=== Stored rows ===

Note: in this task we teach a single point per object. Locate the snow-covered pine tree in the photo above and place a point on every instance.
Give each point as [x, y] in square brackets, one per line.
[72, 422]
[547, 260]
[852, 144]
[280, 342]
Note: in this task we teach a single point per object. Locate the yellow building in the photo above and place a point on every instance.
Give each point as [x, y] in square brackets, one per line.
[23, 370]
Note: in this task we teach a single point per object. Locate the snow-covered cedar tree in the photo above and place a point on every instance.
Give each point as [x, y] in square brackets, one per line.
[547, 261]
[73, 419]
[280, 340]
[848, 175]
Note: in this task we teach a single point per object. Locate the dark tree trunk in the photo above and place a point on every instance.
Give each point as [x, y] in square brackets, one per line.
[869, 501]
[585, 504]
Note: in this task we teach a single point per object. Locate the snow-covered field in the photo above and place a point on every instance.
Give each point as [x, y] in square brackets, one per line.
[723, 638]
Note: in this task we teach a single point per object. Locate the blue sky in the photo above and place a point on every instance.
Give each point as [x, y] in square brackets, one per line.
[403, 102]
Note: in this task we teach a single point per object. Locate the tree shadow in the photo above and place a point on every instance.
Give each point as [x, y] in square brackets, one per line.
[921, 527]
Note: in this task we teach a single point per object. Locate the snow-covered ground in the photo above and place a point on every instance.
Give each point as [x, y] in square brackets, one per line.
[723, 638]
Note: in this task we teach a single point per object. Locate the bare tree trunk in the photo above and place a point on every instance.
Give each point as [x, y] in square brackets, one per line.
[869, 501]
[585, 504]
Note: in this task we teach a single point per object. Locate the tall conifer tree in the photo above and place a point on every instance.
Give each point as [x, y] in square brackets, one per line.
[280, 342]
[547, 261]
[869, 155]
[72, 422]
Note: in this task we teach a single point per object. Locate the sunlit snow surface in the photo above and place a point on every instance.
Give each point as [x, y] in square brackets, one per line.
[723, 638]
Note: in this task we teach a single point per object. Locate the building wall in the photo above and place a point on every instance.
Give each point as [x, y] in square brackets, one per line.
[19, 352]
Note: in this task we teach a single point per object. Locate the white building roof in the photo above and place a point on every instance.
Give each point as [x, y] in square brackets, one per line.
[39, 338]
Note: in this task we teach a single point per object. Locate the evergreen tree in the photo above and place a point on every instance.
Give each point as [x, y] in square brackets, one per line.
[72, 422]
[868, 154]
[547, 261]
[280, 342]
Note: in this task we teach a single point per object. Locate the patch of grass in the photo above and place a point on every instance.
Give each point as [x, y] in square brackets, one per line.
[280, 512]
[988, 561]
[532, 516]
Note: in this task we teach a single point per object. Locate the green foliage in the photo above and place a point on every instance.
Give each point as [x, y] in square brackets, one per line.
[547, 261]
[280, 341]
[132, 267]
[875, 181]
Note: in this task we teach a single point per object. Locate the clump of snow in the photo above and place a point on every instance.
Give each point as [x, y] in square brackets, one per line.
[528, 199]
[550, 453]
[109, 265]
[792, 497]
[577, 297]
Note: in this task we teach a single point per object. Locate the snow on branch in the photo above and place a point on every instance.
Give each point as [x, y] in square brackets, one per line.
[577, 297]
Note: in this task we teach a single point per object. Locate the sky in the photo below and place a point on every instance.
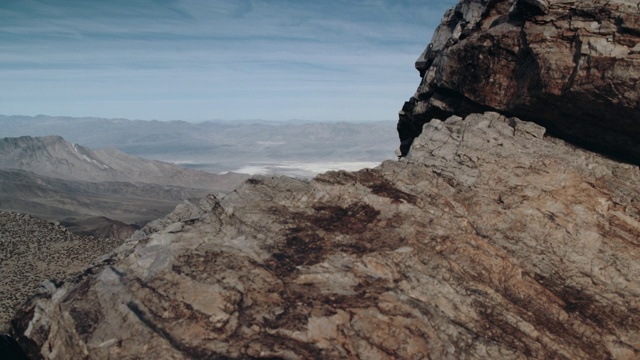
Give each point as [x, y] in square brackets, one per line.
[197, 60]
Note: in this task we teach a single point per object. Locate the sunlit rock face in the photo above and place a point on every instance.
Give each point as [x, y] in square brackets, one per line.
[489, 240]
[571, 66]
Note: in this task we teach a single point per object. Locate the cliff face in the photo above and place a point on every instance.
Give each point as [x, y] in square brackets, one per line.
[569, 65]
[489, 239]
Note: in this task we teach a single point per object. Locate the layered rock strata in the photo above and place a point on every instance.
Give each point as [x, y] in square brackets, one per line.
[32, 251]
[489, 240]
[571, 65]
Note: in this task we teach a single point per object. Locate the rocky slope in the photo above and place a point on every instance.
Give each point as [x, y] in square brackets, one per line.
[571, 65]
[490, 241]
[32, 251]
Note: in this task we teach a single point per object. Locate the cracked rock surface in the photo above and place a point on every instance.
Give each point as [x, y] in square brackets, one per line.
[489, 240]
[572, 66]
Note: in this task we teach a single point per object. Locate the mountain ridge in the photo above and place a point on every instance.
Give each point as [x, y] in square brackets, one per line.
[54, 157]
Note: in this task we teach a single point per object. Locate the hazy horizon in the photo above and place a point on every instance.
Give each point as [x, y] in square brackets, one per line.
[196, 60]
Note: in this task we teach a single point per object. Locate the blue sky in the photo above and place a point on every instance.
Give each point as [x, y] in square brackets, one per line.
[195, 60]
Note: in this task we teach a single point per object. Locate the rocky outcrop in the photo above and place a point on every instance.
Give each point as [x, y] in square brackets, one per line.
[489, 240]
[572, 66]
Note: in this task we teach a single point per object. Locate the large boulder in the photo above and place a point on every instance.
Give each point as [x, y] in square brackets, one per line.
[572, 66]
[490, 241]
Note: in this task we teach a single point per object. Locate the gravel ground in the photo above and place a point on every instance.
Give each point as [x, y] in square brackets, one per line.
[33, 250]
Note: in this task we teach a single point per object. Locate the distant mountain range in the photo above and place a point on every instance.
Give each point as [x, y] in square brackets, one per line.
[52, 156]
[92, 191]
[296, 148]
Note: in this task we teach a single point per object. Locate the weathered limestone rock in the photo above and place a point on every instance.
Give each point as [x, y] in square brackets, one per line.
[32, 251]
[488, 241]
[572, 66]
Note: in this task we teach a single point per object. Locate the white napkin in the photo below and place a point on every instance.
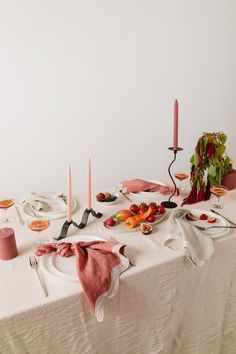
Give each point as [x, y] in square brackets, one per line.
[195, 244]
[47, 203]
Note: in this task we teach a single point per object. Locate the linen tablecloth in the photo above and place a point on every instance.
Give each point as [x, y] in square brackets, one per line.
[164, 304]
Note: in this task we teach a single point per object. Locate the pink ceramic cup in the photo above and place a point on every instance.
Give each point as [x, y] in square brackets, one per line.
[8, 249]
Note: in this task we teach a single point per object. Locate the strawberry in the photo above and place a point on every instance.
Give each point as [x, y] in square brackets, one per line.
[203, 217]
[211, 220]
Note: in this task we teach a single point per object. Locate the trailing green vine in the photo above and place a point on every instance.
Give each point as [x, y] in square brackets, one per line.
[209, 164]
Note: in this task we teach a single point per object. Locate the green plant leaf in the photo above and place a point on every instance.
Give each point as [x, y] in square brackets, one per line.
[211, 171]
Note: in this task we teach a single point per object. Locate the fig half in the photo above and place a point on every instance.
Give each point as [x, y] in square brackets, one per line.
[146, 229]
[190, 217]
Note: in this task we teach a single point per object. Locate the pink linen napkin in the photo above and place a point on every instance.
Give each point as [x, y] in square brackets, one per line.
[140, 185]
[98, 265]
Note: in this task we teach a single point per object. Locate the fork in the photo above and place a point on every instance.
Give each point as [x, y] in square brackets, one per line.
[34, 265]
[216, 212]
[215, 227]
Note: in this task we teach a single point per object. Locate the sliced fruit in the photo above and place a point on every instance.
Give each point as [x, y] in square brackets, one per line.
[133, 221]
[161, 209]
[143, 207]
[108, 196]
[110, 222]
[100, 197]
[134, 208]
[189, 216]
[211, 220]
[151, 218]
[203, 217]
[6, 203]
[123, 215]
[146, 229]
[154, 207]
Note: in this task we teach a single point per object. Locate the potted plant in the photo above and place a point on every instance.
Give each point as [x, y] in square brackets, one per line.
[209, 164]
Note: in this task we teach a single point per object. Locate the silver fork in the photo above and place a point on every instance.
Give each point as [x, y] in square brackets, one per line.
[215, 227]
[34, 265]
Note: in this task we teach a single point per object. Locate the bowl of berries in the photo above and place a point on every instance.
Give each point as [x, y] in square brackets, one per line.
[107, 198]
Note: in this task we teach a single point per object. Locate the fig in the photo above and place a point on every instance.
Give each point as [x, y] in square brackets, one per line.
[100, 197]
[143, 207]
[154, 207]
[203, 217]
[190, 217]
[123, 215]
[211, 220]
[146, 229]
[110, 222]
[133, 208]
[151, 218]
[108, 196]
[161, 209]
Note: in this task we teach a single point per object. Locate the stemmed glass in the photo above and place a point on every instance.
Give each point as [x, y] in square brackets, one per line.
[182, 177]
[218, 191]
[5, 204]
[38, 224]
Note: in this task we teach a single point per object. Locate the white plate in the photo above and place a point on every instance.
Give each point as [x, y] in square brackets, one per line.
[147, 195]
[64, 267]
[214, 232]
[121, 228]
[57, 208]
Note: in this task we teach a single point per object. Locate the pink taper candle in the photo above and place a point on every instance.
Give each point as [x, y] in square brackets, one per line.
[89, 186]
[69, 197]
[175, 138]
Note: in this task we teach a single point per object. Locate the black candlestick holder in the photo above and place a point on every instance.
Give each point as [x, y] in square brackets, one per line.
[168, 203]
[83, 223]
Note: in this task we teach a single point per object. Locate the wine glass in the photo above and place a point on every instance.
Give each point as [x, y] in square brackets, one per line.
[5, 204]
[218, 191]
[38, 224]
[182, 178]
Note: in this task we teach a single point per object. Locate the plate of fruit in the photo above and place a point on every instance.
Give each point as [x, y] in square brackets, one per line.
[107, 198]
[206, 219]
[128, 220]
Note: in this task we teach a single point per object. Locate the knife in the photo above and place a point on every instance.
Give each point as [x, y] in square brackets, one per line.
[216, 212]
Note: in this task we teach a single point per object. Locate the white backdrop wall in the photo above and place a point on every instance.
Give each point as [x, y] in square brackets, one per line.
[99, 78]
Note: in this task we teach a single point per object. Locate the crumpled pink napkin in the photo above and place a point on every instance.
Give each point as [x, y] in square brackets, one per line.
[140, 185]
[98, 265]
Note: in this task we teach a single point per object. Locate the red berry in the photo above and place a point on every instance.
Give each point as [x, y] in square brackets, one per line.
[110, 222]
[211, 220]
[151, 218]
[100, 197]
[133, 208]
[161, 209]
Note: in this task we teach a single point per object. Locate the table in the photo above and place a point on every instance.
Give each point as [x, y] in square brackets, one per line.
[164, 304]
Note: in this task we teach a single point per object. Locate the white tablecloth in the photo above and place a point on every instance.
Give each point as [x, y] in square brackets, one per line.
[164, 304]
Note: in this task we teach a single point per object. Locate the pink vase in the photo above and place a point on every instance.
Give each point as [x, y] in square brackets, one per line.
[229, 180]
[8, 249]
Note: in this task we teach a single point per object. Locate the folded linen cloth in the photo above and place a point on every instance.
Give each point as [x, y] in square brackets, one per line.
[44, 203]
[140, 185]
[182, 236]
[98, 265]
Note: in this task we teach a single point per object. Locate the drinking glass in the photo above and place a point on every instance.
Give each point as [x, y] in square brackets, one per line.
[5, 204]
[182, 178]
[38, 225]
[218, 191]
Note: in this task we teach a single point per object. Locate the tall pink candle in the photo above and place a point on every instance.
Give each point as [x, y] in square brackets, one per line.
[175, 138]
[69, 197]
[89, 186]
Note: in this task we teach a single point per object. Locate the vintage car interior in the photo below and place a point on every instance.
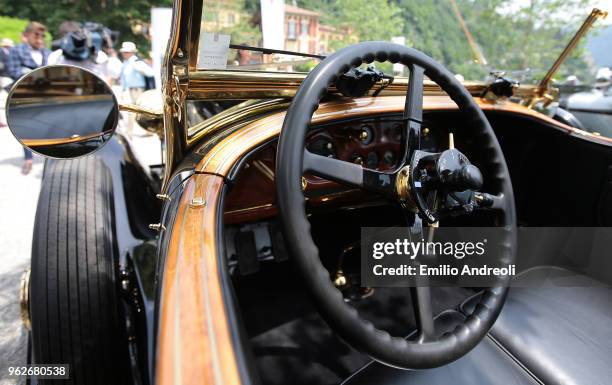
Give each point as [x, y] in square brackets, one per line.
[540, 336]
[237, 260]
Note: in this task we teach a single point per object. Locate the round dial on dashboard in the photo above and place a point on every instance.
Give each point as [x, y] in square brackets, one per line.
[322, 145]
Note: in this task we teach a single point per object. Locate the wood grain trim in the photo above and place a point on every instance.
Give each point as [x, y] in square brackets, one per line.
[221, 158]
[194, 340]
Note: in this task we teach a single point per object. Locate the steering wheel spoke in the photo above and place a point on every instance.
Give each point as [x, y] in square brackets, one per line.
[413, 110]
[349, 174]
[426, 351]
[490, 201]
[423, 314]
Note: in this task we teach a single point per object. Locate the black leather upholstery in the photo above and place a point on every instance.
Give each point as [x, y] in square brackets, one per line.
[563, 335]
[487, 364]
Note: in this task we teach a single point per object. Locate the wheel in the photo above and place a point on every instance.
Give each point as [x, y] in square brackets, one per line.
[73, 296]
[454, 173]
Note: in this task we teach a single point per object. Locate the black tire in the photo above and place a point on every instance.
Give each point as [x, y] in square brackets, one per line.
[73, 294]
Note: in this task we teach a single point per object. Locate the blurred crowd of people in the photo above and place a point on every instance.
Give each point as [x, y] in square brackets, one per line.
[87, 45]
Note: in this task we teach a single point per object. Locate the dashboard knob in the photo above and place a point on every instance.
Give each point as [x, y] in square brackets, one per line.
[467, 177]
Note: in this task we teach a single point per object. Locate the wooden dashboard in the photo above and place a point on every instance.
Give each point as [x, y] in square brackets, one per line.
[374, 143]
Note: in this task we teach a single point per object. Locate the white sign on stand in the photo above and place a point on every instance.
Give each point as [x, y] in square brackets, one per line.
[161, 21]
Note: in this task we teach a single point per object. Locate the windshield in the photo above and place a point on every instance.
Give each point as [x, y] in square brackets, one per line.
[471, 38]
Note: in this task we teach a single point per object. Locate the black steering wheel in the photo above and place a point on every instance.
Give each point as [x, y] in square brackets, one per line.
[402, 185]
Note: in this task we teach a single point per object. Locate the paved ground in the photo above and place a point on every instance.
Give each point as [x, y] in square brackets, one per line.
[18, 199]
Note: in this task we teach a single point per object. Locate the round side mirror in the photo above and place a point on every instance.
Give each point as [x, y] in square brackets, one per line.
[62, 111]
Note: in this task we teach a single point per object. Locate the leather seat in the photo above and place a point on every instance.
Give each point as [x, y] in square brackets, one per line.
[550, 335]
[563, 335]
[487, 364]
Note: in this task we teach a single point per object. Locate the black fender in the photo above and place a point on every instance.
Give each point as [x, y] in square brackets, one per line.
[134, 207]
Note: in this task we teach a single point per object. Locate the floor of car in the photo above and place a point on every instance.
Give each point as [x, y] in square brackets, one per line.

===

* Problem details *
Can you reproduce, word for word, the lines of the records that start with the line containing "the black steering" and continue through the final line of the records?

* Written reply *
Note: in this task we teach a single point per object. Locate the black steering wheel in the photo above and place a point on every instance.
Give each point as [x, y] in square brackets, one per line.
[402, 185]
Note: in this task we teach a single point per object. Locate the paved ground in the photo above and place a point on every instance.
Give each point as [x, y] in square brackets, one per line.
[18, 199]
Note: in this task we teach a single point per object. Locate the round side mirror in the photo above and place a point on every instance.
Give each point as [x, y] in square brackets, one per line.
[62, 111]
Note: in this task we teach a single point per object. Locate the leather seat in the photo above and place a point on every instance.
Give each point as [x, y] in square brackets, one per line.
[550, 335]
[563, 335]
[487, 364]
Note: in this task we teach a single point per object. Locate the black fender in the photo above and place a point on every instance.
Give each point as [x, y] in square brackets, one per line.
[134, 207]
Note: in this task we teach a single point per object. Locate the floor of car in the photo above and place a point on every instance.
Give each point as [x, y] in square brackets, one per line.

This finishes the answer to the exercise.